[start of Text excerpt]
# Pricing Large Format Canvases



## Vin Le Photography (Mar 21, 2016)

Hi All,

I'm working with a client right now that wants a huge canvas triptych. One 30x40 in the center and two 20x30s on each side. Currently, my 30x40 canvases go for $338 and 20x30 canvases for $180. To me, I feel as though these are more than reasonable prices, especially since I plan on raising them as my business grows. However, she's having trouble with these prices. Honestly, I have no idea whether or not I'm too cheap, reasonable, or expensive on this one. Please let me know what you guys think and why.

Thanks!
A TFP Noob


----------



## vintagesnaps (Mar 21, 2016)

It would help to know the going rate for pricing in your area, to me that seems on the low side, but I've priced work for display in a photo gallery or art show. Try American Society of Media Photographers or PPA for resources on pricing etc.


----------



## KmH (Mar 21, 2016)

Media photography isn't retail photography.

$338 for a 30 x 40 canvas is IMO dirt cheap.
Having a photographer make images and arrange for prints on canvas is a luxury service, not providing a commodity like bushels of corn.
Price accordingly. What is a "reasonable" price?

By the way, one of the hardest things for a retail business to do is to raise prices.
Raising prices usually means abandoning most, if not all, of your current customer base and having to spend a lot of money to build a new customer base that will pay the new higher prices.
A business axiom is that we have to spend *10x* more on advertising to create a new customer than we need to spend to keep an existing customer.

A decent quality 30 x 40 canvas (gallery wrap) should cost you about $150. If you're paying significantly less than $150 for a print on canvas (gallery wrap) make sure the 'canvas' is actual canvas (cotton) cloth and isn't actually textured plastic.
At 3x your cost that 30 x 40 canvas should be $450.
IMO, 3x your cost pricing is only sufficient for you to break even - ie - no profit.

I priced by the square inch ($0.50 per sq in) so a 30 x 40 canvas bought from me was $600.


----------



## Vin Le Photography (Mar 21, 2016)

vintagesnaps said:


> It would help to know the going rate for pricing in your area, to me that seems on the low side, but I've priced work for display in a photo gallery or art show. Try American Society of Media Photographers or PPA for resources on pricing etc.


Hmm, I may have to look into that. Would the best way be to contact other photographers around my area? I am just reluctant to do this because they're obviously my competitors and I don't want to be stepping on anybody's toes.


----------



## tirediron (Mar 21, 2016)

Yep, VERY cheap.  I'm at $420 on a 20x30!


----------



## tirediron (Mar 21, 2016)

Vin Le Photography said:


> vintagesnaps said:
> 
> 
> > It would help to know the going rate for pricing in your area, to me that seems on the low side, but I've priced work for display in a photo gallery or art show. Try American Society of Media Photographers or PPA for resources on pricing etc.
> ...
[end of Text excerpt]
[start of Rows]
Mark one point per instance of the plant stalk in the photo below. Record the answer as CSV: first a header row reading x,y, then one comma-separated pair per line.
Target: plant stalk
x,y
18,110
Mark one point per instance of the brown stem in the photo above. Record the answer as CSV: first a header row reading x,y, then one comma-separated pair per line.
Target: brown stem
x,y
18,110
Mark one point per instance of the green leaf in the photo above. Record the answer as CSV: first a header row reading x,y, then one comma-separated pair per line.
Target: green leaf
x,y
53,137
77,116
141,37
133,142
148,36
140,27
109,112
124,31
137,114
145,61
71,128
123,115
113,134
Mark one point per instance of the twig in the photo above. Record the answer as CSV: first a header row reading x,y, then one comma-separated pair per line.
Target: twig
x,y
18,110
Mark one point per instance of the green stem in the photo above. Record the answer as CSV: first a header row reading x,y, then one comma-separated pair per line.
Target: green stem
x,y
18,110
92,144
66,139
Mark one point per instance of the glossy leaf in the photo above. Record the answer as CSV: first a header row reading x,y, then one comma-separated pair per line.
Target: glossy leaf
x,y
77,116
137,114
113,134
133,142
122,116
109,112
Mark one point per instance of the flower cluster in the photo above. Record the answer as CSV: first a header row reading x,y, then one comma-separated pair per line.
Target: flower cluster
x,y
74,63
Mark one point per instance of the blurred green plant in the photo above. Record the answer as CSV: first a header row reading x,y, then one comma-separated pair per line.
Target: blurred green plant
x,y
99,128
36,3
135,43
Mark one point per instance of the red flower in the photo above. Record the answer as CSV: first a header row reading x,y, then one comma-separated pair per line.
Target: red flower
[end of Rows]
[start of Rows]
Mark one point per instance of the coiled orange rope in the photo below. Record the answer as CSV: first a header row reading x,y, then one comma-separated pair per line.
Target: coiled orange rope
[end of Rows]
[start of Rows]
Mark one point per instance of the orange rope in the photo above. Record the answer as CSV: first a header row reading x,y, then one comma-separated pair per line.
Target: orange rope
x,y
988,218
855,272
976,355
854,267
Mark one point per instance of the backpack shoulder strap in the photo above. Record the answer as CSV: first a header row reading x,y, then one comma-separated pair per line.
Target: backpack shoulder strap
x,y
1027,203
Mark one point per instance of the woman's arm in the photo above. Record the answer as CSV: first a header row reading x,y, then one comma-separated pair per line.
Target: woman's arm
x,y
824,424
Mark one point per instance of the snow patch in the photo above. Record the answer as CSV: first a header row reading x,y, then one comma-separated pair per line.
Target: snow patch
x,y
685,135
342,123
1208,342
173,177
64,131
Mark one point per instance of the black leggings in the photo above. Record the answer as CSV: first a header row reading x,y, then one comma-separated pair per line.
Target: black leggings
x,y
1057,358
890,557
[end of Rows]
- Complete the following:
- a) Using the canvas pricing thread, decide whether each statement agrees with it. Answer yes or no, and quote the deciding words of the text exactly.
(i) KmH set canvas prices according to the square inch.
(ii) KmH regards charging three times your cost as enough to earn a profit.
(iii) tirediron charges $180 for a 20x30 canvas.
- b) Go on with the canvas pricing thread from the point where its text stops.

- Set of answers:
- a)
(i) Yes: "I priced by the square inch ($0.50 per sq in) so a 30 x 40 canvas bought from me was $600."
(ii) No: "IMO, 3x your cost pricing is only sufficient for you to break even - ie - no profit."
(iii) No: "I'm at $420 on a 20x30!"

- b)
The real question is:  What does it cost you to provide that 20x30 or 30x40 print.


----------



## Vin Le Photography (Mar 21, 2016)

KmH said:


> $338 for a 30 x 40 canvas is IMO dirt cheap.
> ...
> A decent quality 30 x 40 canvas (gallery wrap) should cost you about $150. If you're paying significantly less than $150 for a print on canvas (gallery wrap) make sure the 'canvas' is axctual canvas cloth and isn't actually textured plastic.


Okay, in regards to the price being dirt cheap, that's what I thought, too! I just feel bad now because she wants this so bad, but she can't seem to afford it.

As for my cost, I'm purchasing from CGPro Prints in accordance to the many reviews and testimonials by other professionals. With that, I'm purchasing a 30x40 at $75 before shipping, so I'm a little more than quadrupling the price. Do you have any thoughts on this?


----------



## Vin Le Photography (Mar 21, 2016)

tirediron said:


> Vin Le Photography said:
> 
> 
> > vintagesnaps said:
> ...


I'm purchasing from CGPro prints, so a 20x30 only costs me about $40 and a 30x40 only costs me $75 before shipping.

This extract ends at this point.